[Records drawn from a dataset]

*** Block opens ***

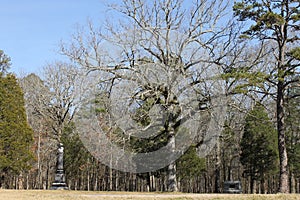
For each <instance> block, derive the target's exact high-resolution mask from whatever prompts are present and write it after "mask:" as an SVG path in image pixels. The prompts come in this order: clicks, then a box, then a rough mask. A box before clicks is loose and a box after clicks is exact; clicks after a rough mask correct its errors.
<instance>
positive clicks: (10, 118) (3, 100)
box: [0, 72, 33, 185]
mask: <svg viewBox="0 0 300 200" xmlns="http://www.w3.org/2000/svg"><path fill="white" fill-rule="evenodd" d="M32 144H33V131H32V129H31V128H30V126H29V125H28V123H27V119H26V112H25V102H24V97H23V92H22V89H21V87H20V86H19V84H18V81H17V79H16V77H15V76H14V75H11V74H7V75H5V76H4V75H3V74H2V72H1V73H0V174H1V177H2V178H5V176H7V177H9V176H16V175H19V174H21V173H22V172H25V171H26V170H29V169H30V167H31V164H32V163H31V162H32V161H33V160H32V159H33V152H32ZM2 178H1V180H0V185H1V184H2V181H3V179H2Z"/></svg>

*** Block closes ***

- Exercise goal: The preceding entries should be duplicated word for word; no picture belongs in the copy.

- Your response:
For each <instance> block, derive the target's exact high-resolution mask from whatever prompts are present and write it after "mask:" as an SVG path in image pixels. The prompts come in this order: clicks, then a box, then a rough mask. A box before clicks is loose and a box after clicks is exact; clicks after a rough mask correct its errors.
<instance>
positive clicks: (10, 118) (3, 100)
box: [0, 72, 33, 185]
mask: <svg viewBox="0 0 300 200" xmlns="http://www.w3.org/2000/svg"><path fill="white" fill-rule="evenodd" d="M32 144H33V131H32V129H31V128H30V126H29V125H28V123H27V119H26V112H25V102H24V97H23V92H22V89H21V87H20V86H19V84H18V81H17V79H16V77H15V76H14V75H11V74H7V75H5V76H4V75H3V74H2V72H1V73H0V174H1V177H2V178H5V176H7V177H9V176H16V175H19V174H21V173H22V172H25V171H26V170H29V169H30V167H31V164H32V163H31V162H32V161H33V160H32V159H33V152H32ZM2 178H1V180H0V185H1V184H2V181H3V179H2Z"/></svg>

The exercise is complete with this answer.